**Extrait à lire:**
====

Les avocats pratiquant le common law auraient écrit une lettre d'appel au gouvernement concernant l'utilisation du français dans les écoles et les salles d'audience des régions anglophones du Cameroun. Dans le but de protéger le patrimoine culturel de la minorité anglophone, ils ont entamé une grève assise dans toutes les salles d'audience le 6 octobre 2016. Les manifestations pacifiques ont commencé par des marches dans les villes de Bamenda, Buéa et Limbé, appelant à la préservation du système du common law au Cameroun anglophone. Ils ont également demandé que le système du common law soit pratiqué dans les tribunaux anglophones et non celui du droit romano-civiliste utilisé par le magistrat francophone. Les lois telles que les actes uniformes OHADA, le code CEMAC et autres devraient être traduites en anglais.
Ils ont également demandé que le système d'enseignement du common law dans les universités anglophones telles que l'Université de Buéa et l'Université de Bamenda soit abordé par la création d'une école de droit. Le gouvernement a répondu en envoyant des forces de sécurité pour tirer des gaz lacrymogènes et agresser prétendument les manifestants et les avocats[6],[7]. Au cours du mois de novembre 2016, des milliers d'enseignants anglophones ont rejoint les avocats pour appeler à la préservation de la spécificité culturelle du Cameroun anglophone, demandant que la langue française ne soit pas utilisée dans les écoles et les salles d'audience des régions anglophones du Cameroun[8],[2]. Toutes les écoles ont été fermées dans les régions anglophones, seulement deux mois et trois semaines après le début de l'année académique 2016-2017.
Violence et interpellations
En l'espace de deux semaines, plus de 100 militants auraient été arrêtés. Six d'entre eux auraient été tués. Des vidéos non confirmées diffusées sur les réseaux sociaux décrivaient diverses scènes de violence, notamment des manifestants "exhibant le cadavre d'un militant, des barricades incendiées, et la police frappant brutalement les manifestants et tirant des gaz lacrymogènes contre la foule"[9],[2]
La réponse du président camerounais
Dans son message annuel de Nouvel An adressé au pays, Paul Biya a évoqué les manifestations et le problème anglophone (sans toutefois mentionner l'expression « problème anglophone »). Il a déclaré :
« Toutes les voix qui se sont exprimées ont été entendues. Elles ont, dans de nombreux cas, soulevé des questions de fond qui ne peuvent être négligées. J'ai enjoint le gouvernement à engager un dialogue franc avec les différentes parties concernées pour trouver des solutions appropriées aux questions soulevées. Je les exhorte à participer, sans aucun parti pris, aux différentes discussions. Cependant, nous ne devons jamais oublier que nous marchons sur les traces des pères fondateurs de notre pays, nos héros nationaux, qui ont versé leur sang pour léguer à la postérité une nation unie dans sa diversité. L'unité du Cameroun est donc un héritage précieux avec lequel personne ne doit prendre de libertés. Toute revendication, aussi pertinente soit-elle, perd sa légitimité dès lors qu'elle met en péril, même légèrement, la construction de l'unité nationale. Faut-il le répéter ? Le Cameroun est un et indivisible ! Il le restera[10] ».

====

**Données fournies:**

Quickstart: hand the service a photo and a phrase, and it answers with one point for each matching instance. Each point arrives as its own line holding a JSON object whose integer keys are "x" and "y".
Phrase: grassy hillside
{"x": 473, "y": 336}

====

**Détail de la consigne:**
Poursuivez, s'il vous plaît, le texte sur les manifestations des régions anglophones du Cameroun à partir de sa dernière phrase.

**Corrigé de l'exercice:**
Dialogue
En réponse, le gouvernement du Cameroun a créé un comité ad hoc pour dialoguer avec les membres du CACSC dirigé par Tassang Wilfred à Bamenda du Consortium et le ministre Jacques Fame Ndongo en . La première réunion n'a pas été fructueuse, car les membres du consortium ont exigé que le gouvernement libère toutes les personnes arrêtées avant tout dialogue ; d'autres cas d'arrestation ont continué et ont été condamnés par les membres du Consortium dans le but de résoudre les problèmes des anglophones[réf. souhaitée]. Ils ont présenté un projet de fédéralisme qui a été condamné par le gouvernement, et le , par un décret ministériel signé par le ministre René Emmanuel Sadi, le CACSC et le SCNC ont été interdits au Cameroun, et leurs activités ont été décrites comme illégales et contre la sécurité et l'unité du Cameroun[réf. souhaitée]. Quelques jours plus tard, deux membres de la société civile camerounaise ont été arrêtés, Agbor Balla et Fontem Neba[réf. souhaitée].
Réaction internationale
Plus de 13.000 Camerounais anglophones résidant dans le Maryland ont commencé à protester et ont appelé les organismes internationaux à aider à mettre fin aux arrestations et à la marginalisation au Cameroun. Le 27 juin, Anthony G. Brown, membre du Congrès américain, a déposé une pétition auprès du Secrétaire d'État américain, Rex Tillerson, pour demander au gouvernement camerounais de se montrer immédiatement concerné et de résoudre les crises en cours[11]. Les États-Unis ont condamné les pertes de vies humaines et la brutalité contre les manifestants anglophones.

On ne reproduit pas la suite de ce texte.